▸ Tarefas propostas
A. De acordo com o trecho apresentado sobre a história de Niterói, em que o interventor fluminense decidiu transformar o cinódromo de Santa Rosa no início de 1939?
B. Prossiga a redação do trecho apresentado sobre a história de Niterói, começando logo após a sua última frase.

▸ Trecho apresentado
A 11 de maio, o Brasil inteiro parou de respirar por alguns segundos, preso às notícias sobre o ataque de alguns afoitos integralistas ao Palácio Guanabara, residência oficial do Chefe do Governo, ocorrido pela madrugada. Mas, aos poucos, o povo ficou sabendo, e com alegria, que fracassara o assalto e que o Presidente Getúlio Vargas e seus familiares nada haviam sofrido além do susto. E o povo voltou a respirar aliviado.

E 1938 foi fluindo entre a incompreensão de uns poucos e a esperança da maioria em dias melhores, já que Vargas muita coisa boa prometia ao povo. E o Estado Novo, que ganhara novas forças e prestígio popular com o fracassado golpe, pôde terminar o ano em paz.

O Prefeito Niteroiense

Em 1939 Niterói foi aos poucos se acostumando com o moço Interventor e com o seu prefeito (João Francisco de Almeida Brandão Junior), homem carrancudo, pouco simpático, de pouco falar e desconfiado ao extremo. Não se conhecia ainda o seu programa de obra, mas sabia-se que ele tinha a mão pesada sobre os que deviam ao erário municipal; que lia e relia tudo quanto envolvesse aumento de despesa, dedicando especial atenção às concorrências públicas e tomadas de preço.

Uma limpeza em regra começara a ser feita na Prefeitura. O Homem, dizia-se nos corredores e saguões da Prefeitura, mas parece Chefe de Polícia do que Prefeito... O fato é que a Prefeitura começou a tomar jeito e a pagar em dia seus compromissos.

O Estádio Caio Martins

Em 1939 realizou-se o sonho dos desportistas niteroienses, com a inauguração do Estádio Caio Martins. Sua história é simples. Em 1936 um grupo obteve autorização para explorar, em Niterói, as corridas de cachorros. E célere um cinódromo foi precariamente construído em Santa Rosa. Mas, contra a função levantou-se a Associação Protetora dos Animais e a corrida de galgos michou. O cinódromo ficou sem utilidade até princípios de 1939, quando o interventor fluminense resolveu transformá-lo em um estádio de futebol; construindo dois lances em cimento armado de arquibancadas e murado o campo, que foi convenientemente gramado. Depois foi construída a piscina olímpica.

▸ Dados fornecidos
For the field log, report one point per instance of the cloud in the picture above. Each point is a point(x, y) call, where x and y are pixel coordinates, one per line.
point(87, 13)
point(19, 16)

▸ Respostas por tarefa
A. Em um estádio de futebol.

B.
Mas quem foi Caio Martins? - perguntará o leitor. Caio Martins foi um escoteiro mineiro - que faleceu em princípios de 1939, procurando salvar a vida de uma dezena de companheiros. Era, pois, um herói. Dois clubes niteroienses foram os usufrutuários do campo de futebol e da piscina: o Canto do Rio FC e o Clube de Regatas Icaraí. Graças a isso, pode o primeiro disputar o campeonato carioca de futebol (por ter campo próprio), onde fez boa figura, e o segundo, devido à piscina olímpica, pôde treinar suas equipes de natação de tal modo que, durante sete anos seguidos, ganhou o campeonato de natação infanto-juvenil carioca.

A Segunda Guerra Mundial

Em agosto de 1939 eclodiu a Segunda Guerra Mundial ensanguentando a Europa, África e Ásia, com os exércitos alemães invadindo a Tchecoslováquia, sem declaração de guerra formal numa conflagração que só iria terminar em 1945.

Um Toque de Sensibilidade

Depois de um 1940 em paz e sem maiores novidades, 1941 começava bem, no Estado do Rio. Em janeiro era inaugurado o Museu Antonio Parreiras, com a aquisição pelo governo do Estado da casa, atelier e telas do grande pintor. E no resto do ano, Niterói assistiu às inaugurações de três belos Grupos Escolares e o início da construção de outros três, na cidade. Mas em novembro de 1941, a guerra chegava à América, com o inopinado ataque aéreo japonês à base aeronaval de Pearl Harbour, que levou os States para a carnificina.

E la se foi a paz caseira...

1942. A paz caseira que o Brasil desfrutava terminou e ele foi arrastado à guerra, por causa dos navios mercantes nacionais afundados pelos submarinos alemães. O niteroiense, como os brasileiros em geral, foi para as ruas protestar contra o insólito ato de banditismo nazifascista e dar largas ao seu patriotismo inflamado. E vieram dias de aflições, de choro e medo. Era o sofrimento que chegava ao povo, a esse mesmo povo que daria à Pátria, meses depois, para a FEB (Força Expedicionária Brasileira) o que de melhor tinha: sua juventude.

E com a guerra, o Brasil passou a fornecer víveres aos navios de guerra americanos e ingleses que comboiavam os navios mercantes brasileiros e de outras nacionalidades que chegavam aos portos nacionais. E com isso começaram a nos faltar gêneros de primeira necessidade. Também era pequenina a nossa frota de cabotagem, como deficiente era igualmente o nosso sistema rodoviário interligando as zonas produtoras aos centros consumidores. Dessas deficiências nasceu o combatido "câmbio-negro" e as intermináveis filas de consumidores nas portas dos açougues e mercearias.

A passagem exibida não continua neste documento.